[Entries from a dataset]
↓↓↓
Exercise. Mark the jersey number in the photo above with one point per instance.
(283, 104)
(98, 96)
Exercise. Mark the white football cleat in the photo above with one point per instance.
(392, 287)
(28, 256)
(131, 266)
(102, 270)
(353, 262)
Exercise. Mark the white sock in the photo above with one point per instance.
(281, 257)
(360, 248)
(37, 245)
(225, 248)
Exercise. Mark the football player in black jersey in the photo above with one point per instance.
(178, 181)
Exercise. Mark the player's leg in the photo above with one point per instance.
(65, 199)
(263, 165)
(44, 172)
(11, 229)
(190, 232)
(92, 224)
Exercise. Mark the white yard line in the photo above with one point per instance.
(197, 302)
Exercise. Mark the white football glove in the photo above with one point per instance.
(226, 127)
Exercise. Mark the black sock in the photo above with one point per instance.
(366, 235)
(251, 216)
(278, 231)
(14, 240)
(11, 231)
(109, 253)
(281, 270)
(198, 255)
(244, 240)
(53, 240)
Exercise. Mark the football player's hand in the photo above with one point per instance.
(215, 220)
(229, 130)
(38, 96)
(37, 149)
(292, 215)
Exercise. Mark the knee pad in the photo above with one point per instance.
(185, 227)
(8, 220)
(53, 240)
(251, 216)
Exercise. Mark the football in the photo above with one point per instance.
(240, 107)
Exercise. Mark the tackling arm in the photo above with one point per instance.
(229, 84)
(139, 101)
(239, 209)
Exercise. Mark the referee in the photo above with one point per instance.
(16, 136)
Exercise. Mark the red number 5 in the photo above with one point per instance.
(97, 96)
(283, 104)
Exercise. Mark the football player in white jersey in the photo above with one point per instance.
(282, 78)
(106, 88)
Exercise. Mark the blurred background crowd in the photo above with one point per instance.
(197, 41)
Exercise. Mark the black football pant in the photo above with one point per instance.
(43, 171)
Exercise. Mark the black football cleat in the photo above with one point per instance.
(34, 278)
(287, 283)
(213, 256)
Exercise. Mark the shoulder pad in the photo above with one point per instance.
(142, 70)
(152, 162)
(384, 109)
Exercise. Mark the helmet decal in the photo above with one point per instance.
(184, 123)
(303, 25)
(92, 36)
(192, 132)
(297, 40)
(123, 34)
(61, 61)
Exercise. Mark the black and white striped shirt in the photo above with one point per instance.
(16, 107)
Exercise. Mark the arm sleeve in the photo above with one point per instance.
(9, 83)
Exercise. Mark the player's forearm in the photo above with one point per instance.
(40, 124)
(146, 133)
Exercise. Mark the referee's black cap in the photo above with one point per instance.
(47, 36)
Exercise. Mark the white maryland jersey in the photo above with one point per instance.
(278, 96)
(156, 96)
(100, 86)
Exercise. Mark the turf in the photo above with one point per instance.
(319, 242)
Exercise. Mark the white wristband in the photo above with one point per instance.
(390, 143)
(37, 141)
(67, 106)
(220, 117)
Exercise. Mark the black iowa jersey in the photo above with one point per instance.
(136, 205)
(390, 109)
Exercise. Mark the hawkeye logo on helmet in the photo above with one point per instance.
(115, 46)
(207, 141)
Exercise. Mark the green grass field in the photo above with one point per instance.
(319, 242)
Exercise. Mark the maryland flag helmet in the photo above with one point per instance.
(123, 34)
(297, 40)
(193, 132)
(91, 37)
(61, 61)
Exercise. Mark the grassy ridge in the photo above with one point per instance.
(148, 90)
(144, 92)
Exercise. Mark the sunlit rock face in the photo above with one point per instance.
↑↑↑
Stated problem = Write out all of the records again, switching every "one point per instance" to "a single point for each instance" and keeping everything else the same.

Exercise answer =
Exercise. Mark the jersey number in the photo above with a single point for each instance.
(283, 104)
(98, 96)
Exercise. Mark the white football cleat in the photo above with a single point for each instance.
(392, 287)
(28, 256)
(131, 266)
(102, 270)
(353, 262)
Exercise. Mark the white sock in the photo above with a single point for each instance.
(281, 257)
(360, 248)
(37, 245)
(225, 248)
Exercise. Mark the football player in black jersey in the photo above with a single point for each instance.
(178, 181)
Exercise. Mark the player's leg in the photo above with a single point for each instance.
(65, 199)
(263, 165)
(44, 172)
(11, 229)
(190, 232)
(92, 224)
Exercise. Mark the white yard line in the photo above with a single point for each instance.
(197, 302)
Exercise. Mark the white football glove in the photo above with a single point for each instance.
(226, 127)
Exercise. Mark the black sock in the photo above with a single point for each instance.
(366, 235)
(251, 216)
(278, 231)
(14, 240)
(11, 231)
(109, 253)
(281, 270)
(198, 255)
(244, 240)
(53, 240)
Exercise. Mark the football player's hand in the photo above with a single point for each instance.
(215, 220)
(229, 130)
(38, 96)
(37, 149)
(292, 215)
Exercise. Mark the knee pad in the photo above with a single point for each instance.
(185, 227)
(8, 220)
(53, 240)
(251, 216)
Exercise. Mark the football in the photo above with a single point for each instance.
(240, 107)
Exercise. Mark the tackling arm in the photo above with a single point for each instance.
(229, 84)
(139, 101)
(239, 209)
Exercise. Mark the referee in the photo above with a single point for each instance.
(16, 136)
Exercise. Mark the red number 5 in the photo above with a single point for each instance.
(97, 96)
(283, 104)
Exercise. Mark the football player in white jersey in the photo above with a single point for each instance.
(282, 78)
(106, 88)
Exercise. Mark the blurred background crowd in the photo above with a single point for each instance.
(197, 41)
Exercise. Mark the black football pant in the photo above with a single point for each instance.
(43, 171)
Exercise. Mark the black football cleat in the photo above with a single point for each instance.
(34, 278)
(287, 283)
(213, 256)
Exercise. Mark the shoulder pad in the photo above with a single point for each instance.
(142, 70)
(152, 162)
(384, 109)
Exercise. Mark the helmet decal in the photo above with a single point for each instance.
(184, 123)
(303, 25)
(92, 36)
(192, 132)
(297, 40)
(123, 34)
(61, 61)
Exercise. Mark the black and white striped shirt in the photo above with a single point for each instance.
(16, 107)
Exercise. Mark the arm sleeve in the photo above with a single point for each instance.
(9, 83)
Exercise. Mark the player's forearm in the photo above with a single point for each instance.
(40, 124)
(146, 133)
Exercise. Mark the referee's black cap in the photo above with a single point for each instance.
(47, 36)
Exercise. Mark the white maryland jersey in the photo above with a single point for each instance.
(278, 96)
(156, 96)
(100, 86)
Exercise. Mark the turf in the photo above with a single point for each instance.
(319, 242)
Exercise. Mark the white wristband in the photo above with a single point for each instance.
(390, 143)
(37, 141)
(67, 106)
(220, 117)
Exercise. Mark the black iowa jersey in the photo above with a single point for each instance.
(136, 205)
(390, 109)
Exercise. Mark the hawkeye logo on helmet in the photo above with a single point for each instance.
(115, 46)
(207, 141)
Exercise. Mark the green grass field in the photo above with a single point for each instance.
(319, 242)
Exercise. Mark the maryland flag helmet in the photo above with a single point for each instance.
(123, 34)
(297, 40)
(193, 132)
(91, 37)
(61, 61)
Exercise. Mark the grassy ridge in the photo above with a single point for each instance.
(148, 90)
(144, 92)
Exercise. Mark the sunlit rock face in the photo above with a single point for each instance.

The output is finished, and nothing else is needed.